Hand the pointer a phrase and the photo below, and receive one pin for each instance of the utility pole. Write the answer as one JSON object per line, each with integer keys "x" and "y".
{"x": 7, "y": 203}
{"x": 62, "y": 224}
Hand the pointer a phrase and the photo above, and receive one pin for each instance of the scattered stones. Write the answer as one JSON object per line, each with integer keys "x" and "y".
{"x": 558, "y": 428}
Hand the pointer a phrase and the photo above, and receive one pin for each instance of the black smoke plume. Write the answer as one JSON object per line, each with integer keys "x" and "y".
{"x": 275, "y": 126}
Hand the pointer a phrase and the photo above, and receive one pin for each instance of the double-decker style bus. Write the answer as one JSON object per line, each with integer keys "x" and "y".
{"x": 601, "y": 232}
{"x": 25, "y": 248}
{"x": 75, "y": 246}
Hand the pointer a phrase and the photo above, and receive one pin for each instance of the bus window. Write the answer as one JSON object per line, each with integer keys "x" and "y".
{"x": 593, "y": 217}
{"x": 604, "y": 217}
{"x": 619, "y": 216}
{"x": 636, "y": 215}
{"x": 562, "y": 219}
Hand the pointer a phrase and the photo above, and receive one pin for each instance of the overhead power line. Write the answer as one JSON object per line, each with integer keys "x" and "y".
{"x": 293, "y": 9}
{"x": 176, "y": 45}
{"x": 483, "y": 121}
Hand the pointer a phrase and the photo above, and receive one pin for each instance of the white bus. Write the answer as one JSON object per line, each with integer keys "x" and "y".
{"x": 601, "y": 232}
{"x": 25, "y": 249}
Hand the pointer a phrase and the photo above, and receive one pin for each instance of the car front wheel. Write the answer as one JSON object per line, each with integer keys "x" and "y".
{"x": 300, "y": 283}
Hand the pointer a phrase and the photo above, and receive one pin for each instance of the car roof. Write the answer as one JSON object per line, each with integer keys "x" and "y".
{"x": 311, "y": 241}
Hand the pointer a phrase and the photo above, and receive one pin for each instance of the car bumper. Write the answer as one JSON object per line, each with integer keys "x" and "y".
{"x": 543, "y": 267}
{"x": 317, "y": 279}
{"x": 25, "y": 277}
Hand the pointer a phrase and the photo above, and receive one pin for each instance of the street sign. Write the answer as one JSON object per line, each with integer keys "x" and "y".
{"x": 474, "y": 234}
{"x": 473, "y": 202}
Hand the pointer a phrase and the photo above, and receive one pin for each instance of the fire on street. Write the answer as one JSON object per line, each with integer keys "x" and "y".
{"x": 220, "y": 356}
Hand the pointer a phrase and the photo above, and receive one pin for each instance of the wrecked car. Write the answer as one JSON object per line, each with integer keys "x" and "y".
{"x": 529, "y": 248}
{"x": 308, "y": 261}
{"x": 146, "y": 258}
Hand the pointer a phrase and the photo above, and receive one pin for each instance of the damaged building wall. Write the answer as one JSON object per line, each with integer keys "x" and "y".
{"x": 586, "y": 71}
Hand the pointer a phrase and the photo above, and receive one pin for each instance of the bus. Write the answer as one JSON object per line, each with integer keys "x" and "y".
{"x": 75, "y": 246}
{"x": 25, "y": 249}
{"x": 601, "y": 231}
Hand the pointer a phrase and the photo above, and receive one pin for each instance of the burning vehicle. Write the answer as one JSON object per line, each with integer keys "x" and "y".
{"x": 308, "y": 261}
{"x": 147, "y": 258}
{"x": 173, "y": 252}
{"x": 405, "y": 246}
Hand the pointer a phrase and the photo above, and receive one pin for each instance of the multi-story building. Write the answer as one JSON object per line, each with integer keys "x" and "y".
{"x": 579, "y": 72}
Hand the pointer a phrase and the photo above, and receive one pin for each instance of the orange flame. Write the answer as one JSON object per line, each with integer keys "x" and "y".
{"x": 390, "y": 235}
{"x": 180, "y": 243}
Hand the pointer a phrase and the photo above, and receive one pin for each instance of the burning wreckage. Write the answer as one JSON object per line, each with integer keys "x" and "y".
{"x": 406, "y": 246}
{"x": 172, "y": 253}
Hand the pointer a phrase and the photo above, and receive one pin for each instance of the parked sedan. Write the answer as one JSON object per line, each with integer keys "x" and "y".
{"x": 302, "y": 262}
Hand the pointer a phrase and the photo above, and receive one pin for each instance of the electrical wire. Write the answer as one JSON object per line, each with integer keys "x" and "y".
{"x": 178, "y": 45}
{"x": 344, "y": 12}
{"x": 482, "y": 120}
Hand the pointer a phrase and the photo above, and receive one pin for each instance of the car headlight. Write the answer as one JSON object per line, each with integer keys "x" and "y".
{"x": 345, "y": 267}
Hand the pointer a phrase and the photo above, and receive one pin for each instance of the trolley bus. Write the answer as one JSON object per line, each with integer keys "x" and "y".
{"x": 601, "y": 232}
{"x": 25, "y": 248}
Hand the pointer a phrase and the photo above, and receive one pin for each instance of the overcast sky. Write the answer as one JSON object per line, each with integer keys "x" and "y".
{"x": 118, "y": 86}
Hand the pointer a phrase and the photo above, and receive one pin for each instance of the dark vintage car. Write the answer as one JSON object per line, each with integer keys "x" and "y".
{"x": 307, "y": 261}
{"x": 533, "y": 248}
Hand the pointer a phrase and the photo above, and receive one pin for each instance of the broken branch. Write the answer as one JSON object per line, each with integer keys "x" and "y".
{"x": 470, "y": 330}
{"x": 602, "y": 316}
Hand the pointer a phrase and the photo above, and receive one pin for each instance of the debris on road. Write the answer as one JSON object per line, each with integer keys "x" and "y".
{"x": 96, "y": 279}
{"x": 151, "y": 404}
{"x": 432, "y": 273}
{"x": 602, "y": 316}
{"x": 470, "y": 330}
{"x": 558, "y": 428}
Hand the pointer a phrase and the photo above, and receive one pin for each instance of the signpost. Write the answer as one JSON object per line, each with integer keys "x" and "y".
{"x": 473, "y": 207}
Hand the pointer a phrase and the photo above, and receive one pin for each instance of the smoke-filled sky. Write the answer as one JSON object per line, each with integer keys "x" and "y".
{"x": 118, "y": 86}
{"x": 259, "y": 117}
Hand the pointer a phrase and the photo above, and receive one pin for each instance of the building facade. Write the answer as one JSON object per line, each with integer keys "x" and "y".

+===+

Set down every entry exactly as it appears.

Hand the pointer a phrase and the photo below, and receive one pin for each instance of the utility pole. Write the answer as one JSON object per line, each with integer keys "x" and "y".
{"x": 7, "y": 203}
{"x": 62, "y": 224}
Hand the pointer a phrase and the photo above, and receive one pin for each instance of the scattered stones. Write the answer as one JSON object per line, each with integer keys "x" and "y".
{"x": 558, "y": 428}
Hand the pointer a phrase and the photo above, and receive one pin for each instance of the black smoke plume. Write the answer as one JSON object per line, each with integer keys "x" and "y".
{"x": 275, "y": 126}
Hand the pointer a phrase and the photo above, and receive one pin for each instance of the double-decker style bus. Write the answer as one JSON object per line, each with integer keys "x" and "y".
{"x": 601, "y": 232}
{"x": 25, "y": 248}
{"x": 75, "y": 246}
Hand the pointer a phrase and the photo above, and receive one pin for each instance of the bus window. Write the answer as one JSON object per line, each with integer keys "x" and "y".
{"x": 593, "y": 217}
{"x": 604, "y": 217}
{"x": 619, "y": 216}
{"x": 636, "y": 215}
{"x": 562, "y": 219}
Hand the pointer a phrase and the photo above, and receive one pin for each instance of the overhead power line. Write the answer as one JSON object per line, each with integer keys "x" and "y".
{"x": 293, "y": 9}
{"x": 176, "y": 45}
{"x": 483, "y": 121}
Hand the pointer a phrase and the photo above, and receive one pin for each instance of the white bus. Write the answer as one JSON object per line, each with integer keys "x" and "y".
{"x": 601, "y": 232}
{"x": 25, "y": 249}
Hand the pointer a phrase and the photo above, and receive one pin for each instance of the car front wheel. Write the answer as one JSON object per line, each with integer keys "x" and "y".
{"x": 300, "y": 283}
Hand the pointer a phrase and the photo above, and receive one pin for each instance of the car roof. Write the answer as one JSON object per line, each with integer keys "x" and "y".
{"x": 311, "y": 241}
Hand the pointer a phrase and the photo above, and receive one pin for each instance of the car bumper. Write the answer as one JSON object per line, each with integer keys "x" and "y".
{"x": 543, "y": 267}
{"x": 317, "y": 279}
{"x": 25, "y": 277}
Hand the pointer a phrase and the photo above, and receive one pin for each instance of the street sign. Write the answer as one JSON object per line, each with integer keys "x" and "y".
{"x": 474, "y": 234}
{"x": 473, "y": 202}
Hand the pointer a phrase and the photo above, and receive one pin for each instance of the fire on street. Write the answer as one JSON object per line, each with integer keys "x" and "y".
{"x": 220, "y": 356}
Hand the pointer a phrase and the photo above, and receive one pin for each instance of the wrecked car. Write the answer as one JSON object per line, each with integer keys "x" and "y".
{"x": 529, "y": 248}
{"x": 308, "y": 261}
{"x": 146, "y": 258}
Hand the pointer a phrase and the photo above, and receive one pin for each instance of the damaged building wall. Write the answer as one JSON object per line, each with integer keys "x" and "y".
{"x": 586, "y": 71}
Hand the pointer a phrase and the photo above, and receive one pin for each instance of the bus. Write the answer as one JSON object per line, each with integer keys "x" and "y".
{"x": 75, "y": 246}
{"x": 25, "y": 249}
{"x": 601, "y": 231}
Hand the pointer a phrase and the photo above, and receive one pin for each instance of the burning vehicle. Write the answer as one JSON object per line, each with integer keys "x" and "y".
{"x": 308, "y": 261}
{"x": 147, "y": 258}
{"x": 173, "y": 252}
{"x": 405, "y": 246}
Hand the pointer a phrase and the photo above, and receive one pin for each instance of the multi-story building. Write the answer as one JSON object per line, each with integer keys "x" and "y".
{"x": 579, "y": 72}
Hand the pointer a phrase and the photo above, and receive one pin for each instance of the orange flame. Write the answer as one JSON object per line, each with integer keys "x" and "y".
{"x": 390, "y": 235}
{"x": 180, "y": 243}
Hand the pointer a phrase and the photo above, and receive one pin for each instance of the burning wreckage. Write the answer as one JSON object per line, each with integer keys "x" and "y".
{"x": 406, "y": 246}
{"x": 172, "y": 253}
Hand the pointer a phrase and the photo above, and receive one pin for each instance of the parked sedan. Write the answer as one JSON object per line, each with integer keys "x" and "y".
{"x": 302, "y": 262}
Hand the pointer a phrase and the photo above, and receive one pin for each instance of the electrical wire. Write the answer as one JSON object per line, each with integer keys "x" and "y".
{"x": 178, "y": 45}
{"x": 344, "y": 12}
{"x": 482, "y": 120}
Hand the pointer a phrase and the photo above, and receive one pin for each instance of the car headlight. Write the answer as one JSON object per line, each with integer keys "x" and "y".
{"x": 345, "y": 267}
Hand the pointer a phrase and the photo above, and receive one pin for each instance of the trolley bus. Write the answer as one JSON object per line, each with integer keys "x" and "y".
{"x": 601, "y": 232}
{"x": 25, "y": 248}
Hand the pointer a phrase and the photo above, and receive one pin for each instance of the overcast sky. Write the answer as one JSON object per line, each with integer keys "x" and "y".
{"x": 118, "y": 86}
Hand the pointer a phrase and the photo above, and receive one pin for each instance of the dark vintage car. Write the answer as one JSON object per line, each with integer keys "x" and "y".
{"x": 307, "y": 261}
{"x": 533, "y": 248}
Hand the pointer a phrase and the photo above, and receive one pin for each instance of the broken branch. Write the answer as one JSON object per line, each with integer keys "x" and "y".
{"x": 470, "y": 330}
{"x": 602, "y": 316}
Hand the pointer a phrase and the photo above, and receive one pin for each instance of the debris on road. Write the answer as one JSON object per line, each with integer keys "x" and "y".
{"x": 96, "y": 279}
{"x": 151, "y": 404}
{"x": 432, "y": 273}
{"x": 602, "y": 316}
{"x": 470, "y": 330}
{"x": 558, "y": 428}
Hand the pointer a phrase and the photo above, and receive one pin for each instance of the signpost. Write the answer as one JSON object per line, each with integer keys "x" and "y".
{"x": 473, "y": 207}
Hand the pointer a phrase and the photo above, and receive one pin for each instance of the smoke-filled sky. Write the answer as one JSON object per line, each with integer keys "x" and "y".
{"x": 118, "y": 86}
{"x": 259, "y": 117}
Hand the pointer a phrase and the photo above, and receive one pin for each instance of the building facade. Write the answer as one JSON object per line, each with integer keys "x" and "y".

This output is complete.